LESETEXT =>

Interessant wäre, welche Staaten und Geldgeber antijüdische Propaganda inszenieren und fördern

Immer wieder werden antisemitische und Fragmente aus dem Netz gezeigt, aber das Vorhandensein solchen Materials in den digitalen Foren ist nicht neu. Interessant wäre es, einmal zu erfahren, welche Staaten und welche Geldgeber solche antiisraelische und antijüdische Propaganda inszenieren und fördern. Antisemitismus macht sich zwar im digitalen Raum breit, aber er kommt ja auch per Post und manifestiert sich in Anschlägen und Attentaten. Über die Wege der Radikalisierung, die Rolle der Bilder in diesem Prozess, hätte man gerne Tagebuchauszüge aus der Nazizeit oder einen Aussteiger aus der rechten Szene gehört.

Der Titel wirft Fragen auf: Der Propagandafilm von 1940 war ganz auf ein geübtes, zahlreiches und gemischtes Kinopublikum hin produziert, war also mit großen Hollywoodproduktionen oder ambitionierten Netflix-Serien vergleichbar. Antisemitismus war in den Vierzigerjahren kein verschämtes Randphänomen, sondern gehörte zum guten Ton - die Stützen der Gesellschaft dachten und sprachen so. Heute ist das anders. Der Antisemitismus tobt in speziellen Foren und Kanälen, muss sich aber ansonsten einigermaßen tarnen, denn der Mehrheit ist er zuwider. Er sucht sich also Themen wie die Furcht vor Migration oder nun die Politik der Corona-Bekämpfung, um sie propagandistisch zu vereinnahmen.

DATENÜBERSICHT =>
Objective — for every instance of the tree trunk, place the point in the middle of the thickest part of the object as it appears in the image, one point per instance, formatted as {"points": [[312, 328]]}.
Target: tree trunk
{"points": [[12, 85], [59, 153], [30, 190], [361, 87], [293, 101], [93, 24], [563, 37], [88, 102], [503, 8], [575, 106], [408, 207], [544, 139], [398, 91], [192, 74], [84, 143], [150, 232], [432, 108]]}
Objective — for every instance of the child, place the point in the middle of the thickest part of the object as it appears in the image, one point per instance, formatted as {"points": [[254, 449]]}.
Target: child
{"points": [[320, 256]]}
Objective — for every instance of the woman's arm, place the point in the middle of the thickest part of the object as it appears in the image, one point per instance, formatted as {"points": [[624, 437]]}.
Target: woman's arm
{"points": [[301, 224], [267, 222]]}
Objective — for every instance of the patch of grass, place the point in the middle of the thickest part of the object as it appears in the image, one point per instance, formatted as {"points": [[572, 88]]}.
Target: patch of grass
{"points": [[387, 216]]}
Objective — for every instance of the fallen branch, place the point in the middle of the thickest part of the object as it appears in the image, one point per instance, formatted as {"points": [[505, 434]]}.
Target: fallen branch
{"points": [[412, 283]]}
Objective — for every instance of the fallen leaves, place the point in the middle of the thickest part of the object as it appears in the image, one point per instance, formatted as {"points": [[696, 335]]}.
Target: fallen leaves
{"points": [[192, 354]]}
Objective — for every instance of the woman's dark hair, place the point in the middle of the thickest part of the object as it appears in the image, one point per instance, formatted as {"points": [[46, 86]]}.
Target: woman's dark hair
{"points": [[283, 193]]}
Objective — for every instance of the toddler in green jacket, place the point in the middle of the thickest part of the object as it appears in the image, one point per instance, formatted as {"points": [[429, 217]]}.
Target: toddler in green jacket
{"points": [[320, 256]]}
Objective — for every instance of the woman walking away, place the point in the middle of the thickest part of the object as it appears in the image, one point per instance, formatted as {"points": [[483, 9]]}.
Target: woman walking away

ANFORDERUNGEN =>
[a] Geben Sie aus dem Text über antisemitische Propaganda den Abschnitt von „Interessant wäre, welche“ bis „der rechten Szene gehört.“ wortgetreu aus.
[b] Stimmen die folgenden Aussagen mit dem Text über antisemitische Propaganda überein? Antworten Sie jeweils mit Ja oder Nein und zitieren Sie die entscheidenden Worte des Textes wörtlich.
(i) Der Propagandafilm von 1940 wurde für ein zahlreiches Kinopublikum produziert.
(ii) Das Vorhandensein antisemitischen Materials in digitalen Foren ist neu.
(iii) In den Vierzigerjahren war Antisemitismus ein verschämtes Randphänomen.

ANTWORTEN =>
[a]
Interessant wäre, welche Staaten und Geldgeber antijüdische Propaganda inszenieren und fördern

Immer wieder werden antisemitische und Fragmente aus dem Netz gezeigt, aber das Vorhandensein solchen Materials in den digitalen Foren ist nicht neu. Interessant wäre es, einmal zu erfahren, welche Staaten und welche Geldgeber solche antiisraelische und antijüdische Propaganda inszenieren und fördern. Antisemitismus macht sich zwar im digitalen Raum breit, aber er kommt ja auch per Post und manifestiert sich in Anschlägen und Attentaten. Über die Wege der Radikalisierung, die Rolle der Bilder in diesem Prozess, hätte man gerne Tagebuchauszüge aus der Nazizeit oder einen Aussteiger aus der rechten Szene gehört.

[b]
(i) Ja: „Der Propagandafilm von 1940 war ganz auf ein geübtes, zahlreiches und gemischtes Kinopublikum hin produziert“
(ii) Nein: „das Vorhandensein solchen Materials in den digitalen Foren ist nicht neu“
(iii) Nein: „Antisemitismus war in den Vierzigerjahren kein verschämtes Randphänomen, sondern gehörte zum guten Ton“